>>>>

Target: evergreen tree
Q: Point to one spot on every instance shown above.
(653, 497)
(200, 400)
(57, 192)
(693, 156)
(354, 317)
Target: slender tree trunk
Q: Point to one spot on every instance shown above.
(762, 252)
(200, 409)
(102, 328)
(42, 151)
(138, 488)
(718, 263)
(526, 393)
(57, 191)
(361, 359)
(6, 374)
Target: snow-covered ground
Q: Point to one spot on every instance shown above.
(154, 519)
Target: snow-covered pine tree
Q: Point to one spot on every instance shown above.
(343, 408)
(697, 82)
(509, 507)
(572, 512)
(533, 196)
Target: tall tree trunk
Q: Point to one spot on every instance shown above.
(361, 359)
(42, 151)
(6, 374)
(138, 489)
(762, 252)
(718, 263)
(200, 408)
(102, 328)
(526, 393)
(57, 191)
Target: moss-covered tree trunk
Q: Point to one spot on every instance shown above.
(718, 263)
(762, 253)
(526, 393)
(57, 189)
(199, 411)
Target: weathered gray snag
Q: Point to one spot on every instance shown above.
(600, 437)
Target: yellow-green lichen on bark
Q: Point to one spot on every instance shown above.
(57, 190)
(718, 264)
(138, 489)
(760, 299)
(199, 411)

<<<<

Exercise aim:
From the material above, return every line that contains "snow".

Answer to this problem:
Target: snow-covered ground
Target: snow-covered pine tree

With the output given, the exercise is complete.